• Work request:
Exactly those lines running from the one containing "Point out each street" to the end of the material are to be printed, and no others.

====================

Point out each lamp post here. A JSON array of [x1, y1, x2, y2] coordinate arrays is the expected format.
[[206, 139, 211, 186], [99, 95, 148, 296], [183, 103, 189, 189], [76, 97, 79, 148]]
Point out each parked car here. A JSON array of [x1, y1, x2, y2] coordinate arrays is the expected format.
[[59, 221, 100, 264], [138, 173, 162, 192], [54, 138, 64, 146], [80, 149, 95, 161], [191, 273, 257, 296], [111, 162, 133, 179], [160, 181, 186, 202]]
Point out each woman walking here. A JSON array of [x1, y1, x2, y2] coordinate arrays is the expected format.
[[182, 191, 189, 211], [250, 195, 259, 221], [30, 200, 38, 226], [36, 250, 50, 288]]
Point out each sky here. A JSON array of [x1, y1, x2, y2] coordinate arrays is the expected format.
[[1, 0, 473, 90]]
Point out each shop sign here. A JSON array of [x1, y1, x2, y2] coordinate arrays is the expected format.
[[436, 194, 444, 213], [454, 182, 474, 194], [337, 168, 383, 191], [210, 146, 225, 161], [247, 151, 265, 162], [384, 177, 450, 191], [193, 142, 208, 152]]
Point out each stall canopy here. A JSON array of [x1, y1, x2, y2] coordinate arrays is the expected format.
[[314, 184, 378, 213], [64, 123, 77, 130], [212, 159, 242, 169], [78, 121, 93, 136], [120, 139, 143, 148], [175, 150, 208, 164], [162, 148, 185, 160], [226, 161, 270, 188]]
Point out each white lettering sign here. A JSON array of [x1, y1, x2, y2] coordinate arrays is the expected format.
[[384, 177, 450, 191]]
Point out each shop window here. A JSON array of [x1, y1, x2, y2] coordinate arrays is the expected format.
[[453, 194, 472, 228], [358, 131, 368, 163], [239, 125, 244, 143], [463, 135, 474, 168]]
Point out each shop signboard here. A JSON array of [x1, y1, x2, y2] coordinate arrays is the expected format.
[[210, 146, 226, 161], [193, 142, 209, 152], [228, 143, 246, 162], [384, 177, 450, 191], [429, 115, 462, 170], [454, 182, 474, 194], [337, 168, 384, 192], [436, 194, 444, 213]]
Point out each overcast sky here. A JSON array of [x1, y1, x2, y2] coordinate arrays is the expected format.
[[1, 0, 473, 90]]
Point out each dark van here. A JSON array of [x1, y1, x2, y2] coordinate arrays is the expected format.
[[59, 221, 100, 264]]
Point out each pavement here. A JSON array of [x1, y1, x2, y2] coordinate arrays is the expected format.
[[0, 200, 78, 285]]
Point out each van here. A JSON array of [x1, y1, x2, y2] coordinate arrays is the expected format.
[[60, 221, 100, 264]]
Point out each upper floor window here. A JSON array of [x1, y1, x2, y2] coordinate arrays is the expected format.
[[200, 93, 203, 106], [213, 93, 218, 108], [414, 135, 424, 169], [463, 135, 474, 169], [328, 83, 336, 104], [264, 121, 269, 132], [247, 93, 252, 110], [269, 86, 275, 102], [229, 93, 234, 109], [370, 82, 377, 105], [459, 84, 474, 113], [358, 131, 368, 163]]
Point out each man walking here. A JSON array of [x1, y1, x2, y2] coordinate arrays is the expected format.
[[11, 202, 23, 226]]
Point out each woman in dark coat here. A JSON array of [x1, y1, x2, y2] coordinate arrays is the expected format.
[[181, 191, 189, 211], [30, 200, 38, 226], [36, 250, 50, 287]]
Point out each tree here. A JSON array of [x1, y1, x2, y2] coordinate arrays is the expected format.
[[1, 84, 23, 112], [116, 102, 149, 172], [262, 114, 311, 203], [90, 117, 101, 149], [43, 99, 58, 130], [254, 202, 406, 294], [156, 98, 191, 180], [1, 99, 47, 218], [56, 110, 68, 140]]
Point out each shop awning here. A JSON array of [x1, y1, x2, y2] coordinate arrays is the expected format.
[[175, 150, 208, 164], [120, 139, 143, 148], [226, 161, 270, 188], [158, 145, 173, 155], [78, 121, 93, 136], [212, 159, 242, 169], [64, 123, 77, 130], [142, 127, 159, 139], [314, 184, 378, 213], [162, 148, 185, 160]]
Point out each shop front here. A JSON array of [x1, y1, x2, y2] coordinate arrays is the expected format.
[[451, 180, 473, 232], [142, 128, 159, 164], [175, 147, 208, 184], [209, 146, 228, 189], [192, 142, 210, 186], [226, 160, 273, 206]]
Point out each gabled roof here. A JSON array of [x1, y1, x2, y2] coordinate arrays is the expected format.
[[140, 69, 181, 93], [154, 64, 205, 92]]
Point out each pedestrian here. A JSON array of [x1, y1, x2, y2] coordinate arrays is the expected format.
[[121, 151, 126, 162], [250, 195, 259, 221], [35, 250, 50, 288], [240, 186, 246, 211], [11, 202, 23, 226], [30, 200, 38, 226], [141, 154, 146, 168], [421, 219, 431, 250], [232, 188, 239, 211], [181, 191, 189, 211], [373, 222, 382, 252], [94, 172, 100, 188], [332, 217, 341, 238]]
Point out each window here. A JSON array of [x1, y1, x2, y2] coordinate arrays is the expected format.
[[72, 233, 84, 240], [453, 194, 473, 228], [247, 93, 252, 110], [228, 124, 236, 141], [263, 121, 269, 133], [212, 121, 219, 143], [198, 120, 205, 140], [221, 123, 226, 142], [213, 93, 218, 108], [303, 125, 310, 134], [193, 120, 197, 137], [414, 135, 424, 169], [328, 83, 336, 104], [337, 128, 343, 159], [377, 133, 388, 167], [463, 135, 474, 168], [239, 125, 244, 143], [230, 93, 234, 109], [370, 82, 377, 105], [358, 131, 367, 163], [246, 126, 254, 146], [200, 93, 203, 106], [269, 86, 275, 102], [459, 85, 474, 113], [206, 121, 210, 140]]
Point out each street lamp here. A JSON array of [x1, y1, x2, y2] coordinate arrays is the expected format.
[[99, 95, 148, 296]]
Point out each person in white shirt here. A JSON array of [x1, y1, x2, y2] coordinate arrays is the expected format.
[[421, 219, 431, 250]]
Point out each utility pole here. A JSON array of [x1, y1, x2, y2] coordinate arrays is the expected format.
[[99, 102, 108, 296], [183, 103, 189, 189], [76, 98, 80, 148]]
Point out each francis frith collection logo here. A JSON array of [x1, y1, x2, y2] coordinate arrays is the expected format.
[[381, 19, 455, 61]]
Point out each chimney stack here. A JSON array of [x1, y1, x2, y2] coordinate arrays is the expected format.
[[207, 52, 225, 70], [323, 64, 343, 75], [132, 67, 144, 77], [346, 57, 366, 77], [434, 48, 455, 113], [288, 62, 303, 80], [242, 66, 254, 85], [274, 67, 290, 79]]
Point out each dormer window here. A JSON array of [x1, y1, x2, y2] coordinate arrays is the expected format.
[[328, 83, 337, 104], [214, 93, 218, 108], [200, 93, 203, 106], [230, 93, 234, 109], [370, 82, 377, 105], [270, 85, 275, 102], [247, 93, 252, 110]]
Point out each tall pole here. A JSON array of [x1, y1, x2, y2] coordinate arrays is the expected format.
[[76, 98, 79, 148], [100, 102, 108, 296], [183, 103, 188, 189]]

====================

• Response:
Point out each street lamp here. A JSON array of [x1, y1, x2, y2] coordinate arrays is the expected format.
[[99, 95, 148, 296]]
Point out each person in white shirt here. A JSON array of [x1, y1, x2, y2] coordinate arrays is the expected format.
[[421, 219, 431, 250]]
Point out each utility pole here. A JSON array of [x1, y1, x2, y2] coordinate arrays is the expected format.
[[99, 102, 108, 296], [183, 103, 189, 189], [76, 98, 80, 148]]
Point out each francis frith collection logo here. A JSON array of [x1, y1, x2, y2] coordinate arrays is the expected format.
[[381, 19, 455, 61]]
Point out each chimney stack here. A JSON array of [x1, y1, x2, y2] coordinate arrays is the expected format.
[[207, 52, 225, 70], [323, 64, 343, 75], [132, 67, 144, 77], [346, 57, 366, 77], [434, 48, 455, 113], [288, 62, 303, 80], [242, 66, 254, 85], [274, 67, 290, 79]]
Point out each dormer window here. A JSON array of [x1, y1, x2, y2] coordinate arrays is the expected format.
[[328, 83, 337, 104], [214, 93, 218, 108], [200, 93, 203, 106], [230, 93, 234, 109], [370, 82, 377, 105], [270, 85, 275, 102], [247, 93, 252, 110]]
Point out each tall pole here. A JSON array of [x1, y1, x2, y2] coordinate arrays is the expected format.
[[76, 98, 79, 148], [100, 102, 108, 296], [183, 103, 188, 189]]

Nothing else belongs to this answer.